*The task*. Take each line of the data that contains the string "mirror" and copy it.

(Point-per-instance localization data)

* * *

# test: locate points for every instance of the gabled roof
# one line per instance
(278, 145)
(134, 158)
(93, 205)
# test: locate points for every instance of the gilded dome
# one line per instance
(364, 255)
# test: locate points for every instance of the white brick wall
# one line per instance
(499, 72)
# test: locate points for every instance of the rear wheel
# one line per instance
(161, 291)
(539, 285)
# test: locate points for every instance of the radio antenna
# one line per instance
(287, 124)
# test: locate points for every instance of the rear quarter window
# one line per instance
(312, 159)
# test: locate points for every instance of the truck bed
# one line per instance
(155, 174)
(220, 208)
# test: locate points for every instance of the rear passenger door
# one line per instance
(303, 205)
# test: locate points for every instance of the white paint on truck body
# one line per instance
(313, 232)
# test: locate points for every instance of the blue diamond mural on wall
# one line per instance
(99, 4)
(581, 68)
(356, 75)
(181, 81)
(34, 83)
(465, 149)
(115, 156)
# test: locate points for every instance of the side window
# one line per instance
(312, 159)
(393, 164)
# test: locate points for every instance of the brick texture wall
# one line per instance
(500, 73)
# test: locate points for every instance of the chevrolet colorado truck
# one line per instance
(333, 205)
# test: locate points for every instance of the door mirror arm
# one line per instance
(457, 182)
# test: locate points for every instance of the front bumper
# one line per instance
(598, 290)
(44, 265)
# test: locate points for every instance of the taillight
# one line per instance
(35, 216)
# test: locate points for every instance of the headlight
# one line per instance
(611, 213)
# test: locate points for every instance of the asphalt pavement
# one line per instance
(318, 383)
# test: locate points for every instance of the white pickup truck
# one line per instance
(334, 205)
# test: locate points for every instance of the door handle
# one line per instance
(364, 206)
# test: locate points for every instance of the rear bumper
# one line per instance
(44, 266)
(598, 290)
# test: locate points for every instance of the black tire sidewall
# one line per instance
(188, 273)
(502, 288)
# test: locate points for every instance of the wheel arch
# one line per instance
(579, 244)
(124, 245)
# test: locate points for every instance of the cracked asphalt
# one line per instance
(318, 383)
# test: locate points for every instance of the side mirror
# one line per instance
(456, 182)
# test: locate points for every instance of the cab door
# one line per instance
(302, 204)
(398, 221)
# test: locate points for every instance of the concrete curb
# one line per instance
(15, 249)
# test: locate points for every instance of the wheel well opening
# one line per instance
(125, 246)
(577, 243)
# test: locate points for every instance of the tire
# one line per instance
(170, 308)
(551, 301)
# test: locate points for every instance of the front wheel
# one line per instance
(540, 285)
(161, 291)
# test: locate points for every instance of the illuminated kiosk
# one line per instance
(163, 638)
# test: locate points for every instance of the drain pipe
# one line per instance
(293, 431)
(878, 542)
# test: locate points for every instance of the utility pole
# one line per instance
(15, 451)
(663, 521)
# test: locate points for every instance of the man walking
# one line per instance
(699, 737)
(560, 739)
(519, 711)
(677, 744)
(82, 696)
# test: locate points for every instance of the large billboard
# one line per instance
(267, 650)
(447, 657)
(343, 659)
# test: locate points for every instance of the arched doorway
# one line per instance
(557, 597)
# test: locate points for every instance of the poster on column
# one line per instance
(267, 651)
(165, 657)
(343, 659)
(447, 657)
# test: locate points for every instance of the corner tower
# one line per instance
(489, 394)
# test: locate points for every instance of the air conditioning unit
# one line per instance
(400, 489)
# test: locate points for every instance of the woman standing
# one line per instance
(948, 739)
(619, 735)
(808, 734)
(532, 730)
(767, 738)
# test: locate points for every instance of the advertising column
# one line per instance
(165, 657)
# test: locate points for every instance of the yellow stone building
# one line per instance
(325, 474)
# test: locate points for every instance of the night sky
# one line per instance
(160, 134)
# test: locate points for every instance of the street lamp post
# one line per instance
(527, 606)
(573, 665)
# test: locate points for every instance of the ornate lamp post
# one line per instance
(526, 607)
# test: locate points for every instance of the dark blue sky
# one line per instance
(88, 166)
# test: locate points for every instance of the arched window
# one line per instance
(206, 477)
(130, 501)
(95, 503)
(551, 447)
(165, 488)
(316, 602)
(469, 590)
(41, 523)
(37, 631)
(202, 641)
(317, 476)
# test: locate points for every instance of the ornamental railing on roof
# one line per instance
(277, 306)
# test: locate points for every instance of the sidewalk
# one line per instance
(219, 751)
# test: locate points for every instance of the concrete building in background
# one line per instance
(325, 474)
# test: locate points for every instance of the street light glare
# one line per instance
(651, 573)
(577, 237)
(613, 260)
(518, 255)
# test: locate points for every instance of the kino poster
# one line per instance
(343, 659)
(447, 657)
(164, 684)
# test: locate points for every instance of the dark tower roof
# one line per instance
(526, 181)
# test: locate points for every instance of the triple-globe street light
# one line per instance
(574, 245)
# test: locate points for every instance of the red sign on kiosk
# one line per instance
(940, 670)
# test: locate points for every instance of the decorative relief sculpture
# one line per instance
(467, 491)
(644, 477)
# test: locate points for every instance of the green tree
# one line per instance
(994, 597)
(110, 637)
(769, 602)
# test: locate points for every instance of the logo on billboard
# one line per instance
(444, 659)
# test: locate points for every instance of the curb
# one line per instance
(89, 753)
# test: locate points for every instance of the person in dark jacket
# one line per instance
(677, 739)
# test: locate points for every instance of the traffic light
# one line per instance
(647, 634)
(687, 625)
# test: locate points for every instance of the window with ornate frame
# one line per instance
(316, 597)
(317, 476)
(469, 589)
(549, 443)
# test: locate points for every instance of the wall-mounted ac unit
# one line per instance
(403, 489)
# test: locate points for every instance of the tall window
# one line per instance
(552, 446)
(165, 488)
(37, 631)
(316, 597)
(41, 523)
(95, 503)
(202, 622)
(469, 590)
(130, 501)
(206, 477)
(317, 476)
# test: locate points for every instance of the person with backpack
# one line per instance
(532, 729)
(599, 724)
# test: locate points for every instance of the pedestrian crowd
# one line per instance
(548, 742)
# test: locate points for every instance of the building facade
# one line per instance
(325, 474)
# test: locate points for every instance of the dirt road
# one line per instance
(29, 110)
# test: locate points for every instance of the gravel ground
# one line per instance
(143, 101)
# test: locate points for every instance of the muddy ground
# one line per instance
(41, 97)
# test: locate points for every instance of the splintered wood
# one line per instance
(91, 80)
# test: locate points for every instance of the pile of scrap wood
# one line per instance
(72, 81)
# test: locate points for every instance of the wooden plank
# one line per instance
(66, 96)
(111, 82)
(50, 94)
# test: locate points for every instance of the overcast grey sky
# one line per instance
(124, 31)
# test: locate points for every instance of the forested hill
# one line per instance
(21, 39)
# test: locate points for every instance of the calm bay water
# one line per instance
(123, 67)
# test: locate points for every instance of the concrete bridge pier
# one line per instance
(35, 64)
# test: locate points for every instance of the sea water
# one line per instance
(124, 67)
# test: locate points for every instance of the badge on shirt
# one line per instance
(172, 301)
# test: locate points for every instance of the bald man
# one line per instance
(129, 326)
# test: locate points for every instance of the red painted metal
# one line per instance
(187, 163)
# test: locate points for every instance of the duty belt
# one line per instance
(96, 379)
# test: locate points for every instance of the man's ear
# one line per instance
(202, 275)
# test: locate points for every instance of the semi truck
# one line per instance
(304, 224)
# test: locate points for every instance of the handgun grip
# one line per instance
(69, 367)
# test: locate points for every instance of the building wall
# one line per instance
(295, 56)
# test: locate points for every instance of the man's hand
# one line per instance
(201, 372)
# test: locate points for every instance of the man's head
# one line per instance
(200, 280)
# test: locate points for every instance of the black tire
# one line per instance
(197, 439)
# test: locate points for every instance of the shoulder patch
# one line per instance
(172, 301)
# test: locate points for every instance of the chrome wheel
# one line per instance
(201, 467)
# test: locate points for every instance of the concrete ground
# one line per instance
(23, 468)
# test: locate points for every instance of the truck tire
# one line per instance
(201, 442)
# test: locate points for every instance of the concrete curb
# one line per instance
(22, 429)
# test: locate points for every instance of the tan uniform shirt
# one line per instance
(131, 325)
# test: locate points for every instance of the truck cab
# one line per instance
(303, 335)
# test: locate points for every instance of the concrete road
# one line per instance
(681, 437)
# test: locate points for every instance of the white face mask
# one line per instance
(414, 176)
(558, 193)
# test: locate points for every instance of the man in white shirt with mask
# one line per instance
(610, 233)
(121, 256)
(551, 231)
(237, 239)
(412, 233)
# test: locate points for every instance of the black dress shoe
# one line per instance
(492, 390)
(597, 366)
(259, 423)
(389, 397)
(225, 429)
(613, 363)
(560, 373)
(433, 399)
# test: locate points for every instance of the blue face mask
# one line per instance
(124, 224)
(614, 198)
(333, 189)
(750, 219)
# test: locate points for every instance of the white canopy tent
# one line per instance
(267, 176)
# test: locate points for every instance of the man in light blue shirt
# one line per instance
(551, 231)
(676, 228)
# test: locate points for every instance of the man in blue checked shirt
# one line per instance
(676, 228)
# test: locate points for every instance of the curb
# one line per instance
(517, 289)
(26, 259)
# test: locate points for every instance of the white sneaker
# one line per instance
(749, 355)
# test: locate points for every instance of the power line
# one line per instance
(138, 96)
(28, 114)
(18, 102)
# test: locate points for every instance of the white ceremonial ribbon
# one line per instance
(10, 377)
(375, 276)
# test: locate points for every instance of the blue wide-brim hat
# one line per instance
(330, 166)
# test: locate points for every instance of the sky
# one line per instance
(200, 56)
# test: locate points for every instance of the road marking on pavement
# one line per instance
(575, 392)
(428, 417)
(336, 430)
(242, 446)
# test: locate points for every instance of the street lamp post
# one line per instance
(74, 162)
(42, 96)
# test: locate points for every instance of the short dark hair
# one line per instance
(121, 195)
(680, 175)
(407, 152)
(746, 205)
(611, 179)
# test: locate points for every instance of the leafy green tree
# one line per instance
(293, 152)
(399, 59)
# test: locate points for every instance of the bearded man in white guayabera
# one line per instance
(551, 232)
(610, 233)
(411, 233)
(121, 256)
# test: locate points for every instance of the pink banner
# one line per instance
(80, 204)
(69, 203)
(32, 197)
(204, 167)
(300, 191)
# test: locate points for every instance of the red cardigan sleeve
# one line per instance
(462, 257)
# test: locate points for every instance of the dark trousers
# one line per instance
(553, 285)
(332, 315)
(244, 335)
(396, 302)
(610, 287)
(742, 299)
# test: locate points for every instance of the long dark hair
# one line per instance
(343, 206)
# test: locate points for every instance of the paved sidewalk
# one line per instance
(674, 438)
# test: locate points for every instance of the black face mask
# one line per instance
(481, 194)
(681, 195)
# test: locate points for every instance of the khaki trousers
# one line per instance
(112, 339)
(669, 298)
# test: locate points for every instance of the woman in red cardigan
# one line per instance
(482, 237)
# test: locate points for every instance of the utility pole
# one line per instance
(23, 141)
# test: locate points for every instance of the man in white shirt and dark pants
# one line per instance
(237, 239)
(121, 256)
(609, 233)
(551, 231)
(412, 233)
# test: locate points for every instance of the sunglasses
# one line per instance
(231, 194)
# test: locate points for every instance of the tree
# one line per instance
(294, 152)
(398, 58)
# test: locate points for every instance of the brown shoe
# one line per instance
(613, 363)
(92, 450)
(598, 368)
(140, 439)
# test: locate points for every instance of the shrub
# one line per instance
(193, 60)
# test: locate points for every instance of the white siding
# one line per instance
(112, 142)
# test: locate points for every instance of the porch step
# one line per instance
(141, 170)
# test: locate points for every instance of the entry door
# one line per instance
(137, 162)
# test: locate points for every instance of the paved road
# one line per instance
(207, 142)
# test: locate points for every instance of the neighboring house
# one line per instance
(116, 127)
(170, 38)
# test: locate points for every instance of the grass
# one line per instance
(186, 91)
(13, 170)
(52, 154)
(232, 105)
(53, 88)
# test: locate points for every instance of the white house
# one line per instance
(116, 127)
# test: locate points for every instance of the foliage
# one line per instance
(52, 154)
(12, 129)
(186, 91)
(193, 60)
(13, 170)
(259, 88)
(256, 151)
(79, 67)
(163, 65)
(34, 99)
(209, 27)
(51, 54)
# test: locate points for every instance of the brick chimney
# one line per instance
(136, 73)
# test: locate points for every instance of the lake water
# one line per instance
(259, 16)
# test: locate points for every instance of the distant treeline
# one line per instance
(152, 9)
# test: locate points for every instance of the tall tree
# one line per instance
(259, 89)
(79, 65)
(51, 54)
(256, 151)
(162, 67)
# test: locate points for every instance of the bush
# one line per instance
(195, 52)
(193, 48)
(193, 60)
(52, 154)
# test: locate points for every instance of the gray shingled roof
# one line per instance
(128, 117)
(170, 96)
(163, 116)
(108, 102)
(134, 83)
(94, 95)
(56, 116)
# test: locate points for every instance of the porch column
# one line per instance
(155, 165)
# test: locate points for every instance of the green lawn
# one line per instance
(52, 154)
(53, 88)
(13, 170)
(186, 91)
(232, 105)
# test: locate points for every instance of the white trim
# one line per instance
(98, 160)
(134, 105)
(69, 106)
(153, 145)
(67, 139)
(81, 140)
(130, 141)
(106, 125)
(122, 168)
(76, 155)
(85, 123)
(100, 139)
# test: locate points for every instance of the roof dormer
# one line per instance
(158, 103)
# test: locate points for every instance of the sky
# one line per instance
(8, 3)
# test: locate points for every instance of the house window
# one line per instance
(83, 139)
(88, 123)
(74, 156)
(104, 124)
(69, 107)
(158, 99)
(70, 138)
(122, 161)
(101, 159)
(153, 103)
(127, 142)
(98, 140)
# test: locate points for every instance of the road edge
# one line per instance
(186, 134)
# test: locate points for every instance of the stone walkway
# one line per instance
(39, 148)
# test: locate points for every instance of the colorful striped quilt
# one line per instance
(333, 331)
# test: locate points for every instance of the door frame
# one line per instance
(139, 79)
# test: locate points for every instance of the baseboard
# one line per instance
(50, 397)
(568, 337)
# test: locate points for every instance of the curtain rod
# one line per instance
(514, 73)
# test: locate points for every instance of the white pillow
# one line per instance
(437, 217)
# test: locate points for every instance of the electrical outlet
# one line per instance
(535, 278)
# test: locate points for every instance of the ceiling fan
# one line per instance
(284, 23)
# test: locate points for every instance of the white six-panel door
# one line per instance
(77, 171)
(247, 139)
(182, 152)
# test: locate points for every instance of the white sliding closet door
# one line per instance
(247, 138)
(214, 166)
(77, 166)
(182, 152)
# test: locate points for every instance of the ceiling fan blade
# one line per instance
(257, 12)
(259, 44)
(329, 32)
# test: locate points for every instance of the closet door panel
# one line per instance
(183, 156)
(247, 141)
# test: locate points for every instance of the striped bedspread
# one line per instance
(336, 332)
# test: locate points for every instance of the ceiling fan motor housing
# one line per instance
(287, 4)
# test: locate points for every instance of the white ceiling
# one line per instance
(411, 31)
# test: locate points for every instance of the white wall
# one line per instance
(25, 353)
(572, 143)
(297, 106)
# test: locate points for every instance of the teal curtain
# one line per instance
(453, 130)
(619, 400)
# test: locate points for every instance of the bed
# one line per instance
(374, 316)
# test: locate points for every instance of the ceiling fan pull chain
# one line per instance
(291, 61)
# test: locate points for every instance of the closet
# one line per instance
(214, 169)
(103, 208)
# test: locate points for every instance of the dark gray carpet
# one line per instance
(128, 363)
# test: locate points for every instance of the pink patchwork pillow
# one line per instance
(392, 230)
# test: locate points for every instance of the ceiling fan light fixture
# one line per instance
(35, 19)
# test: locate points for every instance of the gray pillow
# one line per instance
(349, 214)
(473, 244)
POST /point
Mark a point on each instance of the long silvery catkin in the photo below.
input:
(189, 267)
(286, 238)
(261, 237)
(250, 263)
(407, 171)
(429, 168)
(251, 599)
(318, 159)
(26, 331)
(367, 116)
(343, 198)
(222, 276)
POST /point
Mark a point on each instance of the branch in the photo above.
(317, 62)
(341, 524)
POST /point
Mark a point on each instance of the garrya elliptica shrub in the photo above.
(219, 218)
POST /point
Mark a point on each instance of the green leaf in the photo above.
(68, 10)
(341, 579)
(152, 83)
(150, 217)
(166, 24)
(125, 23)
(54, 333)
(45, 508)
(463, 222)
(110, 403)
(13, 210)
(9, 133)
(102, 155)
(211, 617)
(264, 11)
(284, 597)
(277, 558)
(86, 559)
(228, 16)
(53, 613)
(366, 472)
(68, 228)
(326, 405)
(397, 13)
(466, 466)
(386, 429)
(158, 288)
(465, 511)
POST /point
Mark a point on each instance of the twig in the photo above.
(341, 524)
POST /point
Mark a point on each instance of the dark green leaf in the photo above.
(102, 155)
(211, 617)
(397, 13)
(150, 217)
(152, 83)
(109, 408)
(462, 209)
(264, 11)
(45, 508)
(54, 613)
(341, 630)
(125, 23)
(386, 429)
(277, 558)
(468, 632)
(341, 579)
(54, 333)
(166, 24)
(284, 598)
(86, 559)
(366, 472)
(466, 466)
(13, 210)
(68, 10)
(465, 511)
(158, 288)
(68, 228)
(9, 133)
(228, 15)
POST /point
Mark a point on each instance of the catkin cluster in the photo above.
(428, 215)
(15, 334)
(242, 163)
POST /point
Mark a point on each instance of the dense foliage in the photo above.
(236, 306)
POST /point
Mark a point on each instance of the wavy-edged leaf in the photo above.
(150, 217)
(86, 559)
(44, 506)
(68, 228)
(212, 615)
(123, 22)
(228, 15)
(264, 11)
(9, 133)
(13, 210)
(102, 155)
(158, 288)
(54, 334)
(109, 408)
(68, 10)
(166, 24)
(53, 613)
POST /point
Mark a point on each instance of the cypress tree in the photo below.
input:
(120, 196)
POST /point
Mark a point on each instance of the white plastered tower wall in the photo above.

* * *

*Written answer*.
# test: locate points for every instance of the door mirror arm
# test: locate points for every instance of the side mirror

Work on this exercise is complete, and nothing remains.